Las madres de México cuentan tumbas mientras los líderes cuentan triunfos políticos

En Guanajuato, una madre cuenta a sus muertos y desaparecidos mientras el estado cuenta victorias. A medida que las desapariciones aumentan bajo la presidencia de Claudia Sheinbaum, las propias buscadoras se convierten en presa. La crisis de México es estadística e íntima, sistémica y personal, y la negación no hace más que profundizar la fosa.
Un dolor privado en una guerra pública
«Mi hijo cayó muerto ahí», dice Eva María Vázquez, señalando la casa sin terminar en Irapuato donde hombres armados irrumpieron, la amarraron junto a su pareja boca abajo y asesinaron a su hijo Jaime González en el piso de arriba. Era el tercer hijo que perdía a causa de la violencia. Antes de irse, los asesinos se llevaron a su pareja, José Francisco “Panchito” Arias —buscador voluntario del colectivo Hasta Encontrarte— “por si acaso se habían equivocado de persona”.
Eso fue el 9 de junio de 2025, el día en que Panchito desapareció. «No sabemos qué ha pasado, si lo tienen con vida o no», contó Vázquez a El País. Su historia traza el descenso de toda una región. El baño de sangre de Guanajuato comenzó en octubre de 2017, el día en que su hijo mayor, Gerardo, fue asesinado en la calle. Ese mismo mes, el Cártel de Santa Rosa de Lima, antes dedicado al robo de combustible, declaró la guerra al Cártel Jalisco Nueva Generación por la extorsión, el contrabando y el control del corazón industrial de México. Las líneas de batalla —León, Irapuato, Celaya, Salamanca— se convirtieron en campos de muerte.
Vázquez mide el tiempo en pérdidas: los hijos arrebatados, los cuerpos encontrados, los nombres aún susurrados en el vecindario. Marca cada tumba, cada fecha, cada silencio que sustituyó una voz. En su ciudad, el duelo ya no es privado: es el paisaje que la rodea.
Las cifras que desmienten la celebración
Durante siete años, Guanajuato ha sido el estado más sangriento de México. Registra el 11.6% de los homicidios nacionales con solo una fracción de la población. Más de 700 fosas clandestinas perforan su suelo. El número de desaparecidos ha aumentado de 640 a más de 5,300 en pocos años, según El País.
En el primer aniversario de la presidencia de Sheinbaum, se reportaron casi mil nuevas desapariciones. A nivel nacional, el número aumentó un 72% respecto al primer año de su predecesor, Andrés Manuel López Obrador: 14,790 personas desaparecidas en 12 meses. Algunos estados están al borde del colapso. Baja California, Campeche y Chiapas se acercan a aumentos de cuatro dígitos. Aguascalientes pasó de nueve desapariciones a 129; el Estado de México de 83 a 2,135.
Aun así, el mensaje del gobierno es optimista. Los homicidios bajan, dice la presidenta. Las detenciones aumentan. Se decomisan armas. Las estadísticas desfilan por las conferencias de prensa como confeti. Faltan los rostros que no encajan en el guion: 133,000 personas oficialmente desaparecidas, una cifra que crece mientras las morgues se convierten en almacenes de anonimato.

• Por hacer
¿Puedes transcribir sin cambios el pasaje del texto sobre las desapariciones en México, empezando en "Las madres de" y terminando en "profundizar la fosa."?

• Datos registrados
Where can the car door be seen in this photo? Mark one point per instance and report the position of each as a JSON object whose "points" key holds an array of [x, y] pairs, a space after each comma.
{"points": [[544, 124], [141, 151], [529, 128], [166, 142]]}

• Respuesta
Las madres de México cuentan tumbas mientras los líderes cuentan triunfos políticos

En Guanajuato, una madre cuenta a sus muertos y desaparecidos mientras el estado cuenta victorias. A medida que las desapariciones aumentan bajo la presidencia de Claudia Sheinbaum, las propias buscadoras se convierten en presa. La crisis de México es estadística e íntima, sistémica y personal, y la negación no hace más que profundizar la fosa.